Copy out the rows verbatim, beginning with the row that contains "Reviewer note: check that every instance of the orange" and continuing through the row that contains "(1029, 233)", both included.
[start of INPUT DATA]
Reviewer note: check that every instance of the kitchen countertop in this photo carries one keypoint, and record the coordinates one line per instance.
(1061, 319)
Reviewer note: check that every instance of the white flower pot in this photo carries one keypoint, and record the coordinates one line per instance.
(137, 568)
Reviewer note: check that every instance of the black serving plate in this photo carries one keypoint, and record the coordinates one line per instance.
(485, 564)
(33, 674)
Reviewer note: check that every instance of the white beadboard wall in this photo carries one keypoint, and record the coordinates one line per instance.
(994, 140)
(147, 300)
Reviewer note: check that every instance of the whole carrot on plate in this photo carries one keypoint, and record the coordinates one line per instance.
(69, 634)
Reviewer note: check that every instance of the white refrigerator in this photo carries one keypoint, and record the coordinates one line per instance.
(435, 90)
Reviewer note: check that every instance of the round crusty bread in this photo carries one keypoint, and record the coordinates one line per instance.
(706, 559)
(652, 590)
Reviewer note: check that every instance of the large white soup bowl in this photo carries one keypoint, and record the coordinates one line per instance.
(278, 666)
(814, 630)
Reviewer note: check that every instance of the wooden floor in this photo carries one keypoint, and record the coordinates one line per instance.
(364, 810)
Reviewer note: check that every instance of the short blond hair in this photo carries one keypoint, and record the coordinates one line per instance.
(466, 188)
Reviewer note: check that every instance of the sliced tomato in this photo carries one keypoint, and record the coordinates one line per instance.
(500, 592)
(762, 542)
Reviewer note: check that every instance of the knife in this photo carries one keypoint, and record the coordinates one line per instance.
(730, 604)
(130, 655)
[end of INPUT DATA]
[start of INPUT DATA]
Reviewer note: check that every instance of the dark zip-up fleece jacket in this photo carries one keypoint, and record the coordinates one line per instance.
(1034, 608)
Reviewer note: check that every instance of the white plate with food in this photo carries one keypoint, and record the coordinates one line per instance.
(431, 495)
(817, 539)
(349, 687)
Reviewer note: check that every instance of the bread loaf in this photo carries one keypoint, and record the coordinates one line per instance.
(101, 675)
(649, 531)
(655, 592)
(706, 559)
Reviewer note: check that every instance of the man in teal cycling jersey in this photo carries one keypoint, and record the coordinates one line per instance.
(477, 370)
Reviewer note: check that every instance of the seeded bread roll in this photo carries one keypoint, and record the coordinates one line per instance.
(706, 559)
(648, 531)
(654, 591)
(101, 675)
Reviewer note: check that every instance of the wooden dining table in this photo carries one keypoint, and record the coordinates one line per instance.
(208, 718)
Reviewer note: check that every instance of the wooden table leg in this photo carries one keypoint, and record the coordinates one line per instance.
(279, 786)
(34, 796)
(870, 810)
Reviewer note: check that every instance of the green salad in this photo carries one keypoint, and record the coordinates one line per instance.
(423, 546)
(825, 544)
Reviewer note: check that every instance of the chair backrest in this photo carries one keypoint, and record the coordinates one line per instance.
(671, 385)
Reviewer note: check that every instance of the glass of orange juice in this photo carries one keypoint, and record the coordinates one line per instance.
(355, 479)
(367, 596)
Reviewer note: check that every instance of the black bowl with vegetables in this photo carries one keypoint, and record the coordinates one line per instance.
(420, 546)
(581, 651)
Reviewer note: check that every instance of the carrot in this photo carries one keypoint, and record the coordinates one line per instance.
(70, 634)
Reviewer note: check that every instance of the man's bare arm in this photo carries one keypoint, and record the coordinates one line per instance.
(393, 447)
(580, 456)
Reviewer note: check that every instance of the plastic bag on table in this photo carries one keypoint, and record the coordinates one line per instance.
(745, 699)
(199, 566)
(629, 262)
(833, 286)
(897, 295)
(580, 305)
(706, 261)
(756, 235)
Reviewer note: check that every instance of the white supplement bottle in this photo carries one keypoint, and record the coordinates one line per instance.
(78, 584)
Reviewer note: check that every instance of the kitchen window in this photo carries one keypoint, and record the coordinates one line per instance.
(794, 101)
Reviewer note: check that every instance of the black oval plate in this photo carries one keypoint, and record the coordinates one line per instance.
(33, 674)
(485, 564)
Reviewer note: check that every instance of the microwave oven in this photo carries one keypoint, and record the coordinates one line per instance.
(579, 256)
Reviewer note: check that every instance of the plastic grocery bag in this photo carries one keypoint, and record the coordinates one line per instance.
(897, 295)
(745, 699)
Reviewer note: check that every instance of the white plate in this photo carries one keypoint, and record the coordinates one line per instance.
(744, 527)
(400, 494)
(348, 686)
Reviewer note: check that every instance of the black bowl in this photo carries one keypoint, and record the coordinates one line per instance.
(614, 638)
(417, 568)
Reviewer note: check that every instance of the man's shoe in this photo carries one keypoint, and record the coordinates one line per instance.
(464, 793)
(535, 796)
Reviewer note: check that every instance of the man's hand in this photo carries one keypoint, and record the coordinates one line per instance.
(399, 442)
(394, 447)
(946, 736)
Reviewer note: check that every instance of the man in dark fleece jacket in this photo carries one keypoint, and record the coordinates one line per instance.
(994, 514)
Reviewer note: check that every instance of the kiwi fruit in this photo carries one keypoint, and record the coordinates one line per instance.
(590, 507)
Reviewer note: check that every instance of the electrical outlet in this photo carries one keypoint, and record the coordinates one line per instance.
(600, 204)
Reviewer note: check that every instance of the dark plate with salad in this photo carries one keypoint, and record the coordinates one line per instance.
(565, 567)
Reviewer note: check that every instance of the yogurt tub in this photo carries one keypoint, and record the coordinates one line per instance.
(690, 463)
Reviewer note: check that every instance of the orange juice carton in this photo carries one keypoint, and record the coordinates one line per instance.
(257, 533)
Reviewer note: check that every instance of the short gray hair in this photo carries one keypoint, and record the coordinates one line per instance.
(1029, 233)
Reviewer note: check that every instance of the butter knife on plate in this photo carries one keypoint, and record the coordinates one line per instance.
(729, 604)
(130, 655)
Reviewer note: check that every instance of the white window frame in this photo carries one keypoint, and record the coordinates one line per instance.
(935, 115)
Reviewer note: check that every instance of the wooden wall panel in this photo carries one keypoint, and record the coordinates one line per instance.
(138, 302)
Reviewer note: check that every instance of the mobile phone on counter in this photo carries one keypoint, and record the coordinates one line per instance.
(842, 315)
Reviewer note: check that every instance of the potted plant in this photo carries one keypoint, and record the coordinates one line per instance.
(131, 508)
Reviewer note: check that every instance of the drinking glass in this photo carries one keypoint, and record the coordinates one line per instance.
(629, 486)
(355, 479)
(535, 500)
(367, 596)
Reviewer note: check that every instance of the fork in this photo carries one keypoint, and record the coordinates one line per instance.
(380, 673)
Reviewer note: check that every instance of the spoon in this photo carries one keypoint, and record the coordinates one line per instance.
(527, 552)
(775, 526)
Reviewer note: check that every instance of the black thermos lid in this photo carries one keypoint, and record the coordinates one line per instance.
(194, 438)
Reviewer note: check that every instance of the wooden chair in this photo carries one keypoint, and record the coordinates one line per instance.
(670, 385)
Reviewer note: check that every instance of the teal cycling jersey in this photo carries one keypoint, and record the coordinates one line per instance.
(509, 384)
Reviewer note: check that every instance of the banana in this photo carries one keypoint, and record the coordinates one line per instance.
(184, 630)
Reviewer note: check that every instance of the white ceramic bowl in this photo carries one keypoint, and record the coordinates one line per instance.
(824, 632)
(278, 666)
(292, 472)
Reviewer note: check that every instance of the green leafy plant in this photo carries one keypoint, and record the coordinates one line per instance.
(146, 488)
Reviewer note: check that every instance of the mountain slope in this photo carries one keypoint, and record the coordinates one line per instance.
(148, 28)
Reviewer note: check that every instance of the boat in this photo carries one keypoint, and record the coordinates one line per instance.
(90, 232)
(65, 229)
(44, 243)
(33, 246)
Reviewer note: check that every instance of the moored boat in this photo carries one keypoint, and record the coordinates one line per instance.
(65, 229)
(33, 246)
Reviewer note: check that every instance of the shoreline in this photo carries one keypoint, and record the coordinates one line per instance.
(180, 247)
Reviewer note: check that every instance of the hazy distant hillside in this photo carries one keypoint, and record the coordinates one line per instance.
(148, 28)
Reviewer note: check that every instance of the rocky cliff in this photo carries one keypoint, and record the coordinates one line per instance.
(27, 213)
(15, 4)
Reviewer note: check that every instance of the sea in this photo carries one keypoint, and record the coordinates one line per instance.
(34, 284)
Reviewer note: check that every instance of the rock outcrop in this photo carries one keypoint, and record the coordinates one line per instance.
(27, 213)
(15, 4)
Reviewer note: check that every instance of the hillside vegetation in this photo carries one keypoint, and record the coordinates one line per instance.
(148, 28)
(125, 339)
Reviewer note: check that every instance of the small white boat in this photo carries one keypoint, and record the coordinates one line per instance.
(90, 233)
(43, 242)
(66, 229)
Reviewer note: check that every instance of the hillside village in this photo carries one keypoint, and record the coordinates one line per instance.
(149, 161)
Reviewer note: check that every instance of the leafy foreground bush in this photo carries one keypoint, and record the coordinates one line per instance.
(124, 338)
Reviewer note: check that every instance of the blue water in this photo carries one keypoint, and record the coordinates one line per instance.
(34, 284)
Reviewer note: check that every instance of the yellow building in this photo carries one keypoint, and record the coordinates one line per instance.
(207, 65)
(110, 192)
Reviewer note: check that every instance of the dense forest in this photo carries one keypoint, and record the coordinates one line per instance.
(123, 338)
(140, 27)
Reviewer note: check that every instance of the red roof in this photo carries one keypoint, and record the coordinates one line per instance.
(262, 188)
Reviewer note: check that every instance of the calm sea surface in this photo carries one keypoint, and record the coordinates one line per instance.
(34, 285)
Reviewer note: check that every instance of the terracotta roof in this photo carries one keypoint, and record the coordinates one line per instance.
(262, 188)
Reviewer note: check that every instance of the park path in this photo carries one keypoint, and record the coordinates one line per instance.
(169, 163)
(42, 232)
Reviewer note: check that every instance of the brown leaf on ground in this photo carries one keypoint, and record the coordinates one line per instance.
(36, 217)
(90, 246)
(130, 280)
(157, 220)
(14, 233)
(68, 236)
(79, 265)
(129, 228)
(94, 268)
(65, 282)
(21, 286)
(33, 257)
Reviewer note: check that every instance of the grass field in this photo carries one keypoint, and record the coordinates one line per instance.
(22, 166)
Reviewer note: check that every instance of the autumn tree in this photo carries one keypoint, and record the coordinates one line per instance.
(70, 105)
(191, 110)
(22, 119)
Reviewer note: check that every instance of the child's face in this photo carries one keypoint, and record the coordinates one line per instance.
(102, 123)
[end of INPUT DATA]
> **SOLUTION TO THE EXERCISE**:
Reviewer note: check that every instance of the orange juice carton in this photo carries one keypoint, and record the coordinates one line per instance.
(257, 533)
Reviewer note: check that every instance of the short gray hair in this photo carries one keypoint, and record the coordinates one line per instance.
(1029, 233)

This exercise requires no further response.